Short exercise A – In the passage on UK small business lending, what share of the businesses in the economy are SMEs?
Short exercise B – Write a continuation of the passage on UK small business lending, picking up after its last sentence.

Extract to read –
^^^^^^^^

The real question is whether this over-concentration serves the UK economy or not, and here there is a new factor.

The politicians and banks have been squabbling since 2008 about whether or not there are enough opportunities to lend to small business.

Recent figures confirm there has actually been a change. The total stock of money lent to SMEs – over 99 per cent of the businesses in the economy – is still falling.

In every other nation in Europe, small business lending has returned to pre-2008 levels. Here the rate of the reduction has slowed down, but it is still going down.

This isn’t the fault of the banks. It is a logical response to the new Basel regulations and to global competition.

The real change is required, not from the banks, but from the politicians. They need to stop beating up the big banks but to accept that small business lending is difficult yet critical to the economy. It must be done by someone.

That is the first shift that is required, and nothing else will happen until it does.  It is too convenient for politicians to keep the banks to blame, without actually realising the basic problem.

^^^^^^^^

Supplied entries –
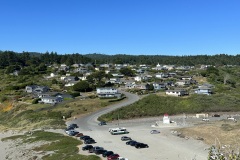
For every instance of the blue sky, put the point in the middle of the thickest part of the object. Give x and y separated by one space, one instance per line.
134 27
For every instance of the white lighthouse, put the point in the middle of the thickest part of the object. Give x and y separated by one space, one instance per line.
166 119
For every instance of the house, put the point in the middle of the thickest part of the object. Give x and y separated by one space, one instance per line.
69 79
115 80
54 94
159 86
183 83
107 92
204 89
51 100
176 92
63 67
80 70
140 86
70 83
186 78
138 78
117 75
161 75
130 85
36 89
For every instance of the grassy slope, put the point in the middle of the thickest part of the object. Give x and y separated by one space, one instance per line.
154 105
64 147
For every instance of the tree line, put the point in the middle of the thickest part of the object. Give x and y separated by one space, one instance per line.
11 58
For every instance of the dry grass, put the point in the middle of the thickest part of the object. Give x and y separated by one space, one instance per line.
218 133
200 79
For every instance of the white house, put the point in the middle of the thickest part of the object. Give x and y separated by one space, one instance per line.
138 78
161 75
166 119
107 92
51 100
176 92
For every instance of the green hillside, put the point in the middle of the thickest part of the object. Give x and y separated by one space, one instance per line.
155 105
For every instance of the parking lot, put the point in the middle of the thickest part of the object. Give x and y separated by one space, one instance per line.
161 146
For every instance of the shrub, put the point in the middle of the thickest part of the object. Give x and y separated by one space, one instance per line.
35 101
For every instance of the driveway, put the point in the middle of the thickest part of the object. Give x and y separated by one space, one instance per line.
163 146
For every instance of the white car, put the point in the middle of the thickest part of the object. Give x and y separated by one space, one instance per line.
154 131
121 158
205 119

^^^^^^^^

Exercise answer A – Over 99 percent.

Exercise answer B –
The second is this. The big bankers get very considerable privileges for their role in the economy, personally and professionally. If their banks are no longer able to lend in that market, then they must create an infrastructure that can.

Why has small business lending recovered in other European countries? Because they have a local banking infrastructure, and an infrastructure that takes deposits rather than just lending other people’s money.

It isn’t just going to appear magically, via the hidden hand. Of the 30 new banks now awaiting approval from the regulator, only one plans to provide current accounts.

There is no way we can rebalance the economy without these in the UK. That is the big shift that is required – but the politicians have to move first.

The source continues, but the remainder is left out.